Would you copy only the lines below, beginning with the one that contains "of the flower" and running through the last entry line?
Start of Listed records
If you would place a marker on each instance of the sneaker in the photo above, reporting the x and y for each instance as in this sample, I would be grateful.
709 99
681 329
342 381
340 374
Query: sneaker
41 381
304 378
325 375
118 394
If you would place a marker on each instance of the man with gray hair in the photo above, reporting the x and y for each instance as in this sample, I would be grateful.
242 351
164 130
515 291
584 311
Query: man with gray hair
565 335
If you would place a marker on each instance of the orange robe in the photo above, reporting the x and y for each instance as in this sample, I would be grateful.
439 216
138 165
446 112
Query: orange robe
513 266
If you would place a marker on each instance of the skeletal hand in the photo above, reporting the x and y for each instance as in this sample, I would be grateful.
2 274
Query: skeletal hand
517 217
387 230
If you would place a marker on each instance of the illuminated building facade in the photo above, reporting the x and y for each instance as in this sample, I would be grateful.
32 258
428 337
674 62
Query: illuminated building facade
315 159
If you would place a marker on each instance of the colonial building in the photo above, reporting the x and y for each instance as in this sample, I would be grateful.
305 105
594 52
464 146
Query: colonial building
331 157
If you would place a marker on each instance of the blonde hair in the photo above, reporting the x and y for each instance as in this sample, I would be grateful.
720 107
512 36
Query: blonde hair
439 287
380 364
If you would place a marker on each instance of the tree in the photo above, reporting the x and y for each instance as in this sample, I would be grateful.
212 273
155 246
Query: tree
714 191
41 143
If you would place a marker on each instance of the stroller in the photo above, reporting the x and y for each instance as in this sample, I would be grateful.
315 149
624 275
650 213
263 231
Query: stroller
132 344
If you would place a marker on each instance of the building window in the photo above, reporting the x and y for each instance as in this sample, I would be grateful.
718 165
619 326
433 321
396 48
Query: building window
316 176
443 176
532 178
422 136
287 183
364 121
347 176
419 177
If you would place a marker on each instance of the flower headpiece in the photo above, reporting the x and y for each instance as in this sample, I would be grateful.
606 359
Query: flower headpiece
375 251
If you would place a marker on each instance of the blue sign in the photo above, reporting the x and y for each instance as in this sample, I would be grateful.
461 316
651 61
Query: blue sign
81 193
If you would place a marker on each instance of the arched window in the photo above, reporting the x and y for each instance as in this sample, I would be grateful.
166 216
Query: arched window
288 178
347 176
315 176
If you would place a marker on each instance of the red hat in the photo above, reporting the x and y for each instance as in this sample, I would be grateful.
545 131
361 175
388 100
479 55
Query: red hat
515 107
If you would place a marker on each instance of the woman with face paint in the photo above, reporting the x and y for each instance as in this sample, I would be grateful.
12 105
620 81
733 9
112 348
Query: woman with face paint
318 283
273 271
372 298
End of Listed records
Task solution:
If you would place a marker on each instance of the flower headpiece in the photo above, reporting the x and y for each instance as in this sample, I would be grateful.
606 359
Query: flower headpiece
375 251
If you would place a marker on each instance of the blue sign in the photo above, reporting the x and y for each instance as in this sample, I would be grateful.
461 316
651 61
Query: blue sign
81 193
If you would place a marker on each instance of the arched window in the photo above, reporting the x and y for each instance as in this sample, I would be grateful.
166 216
Query: arched window
288 178
347 176
315 176
If you would place a marker on each instance of the red hat in the photo above, reporting the x and y for each instance as in this sample, I would be grateful.
545 131
361 175
388 100
479 55
Query: red hat
515 107
If you would place a marker on each instance of the woman with face paint in the photo above, reporting the x and y for each instance as in this sample, I would be grateful.
12 105
620 81
733 9
112 348
Query: woman with face paint
318 283
273 271
372 298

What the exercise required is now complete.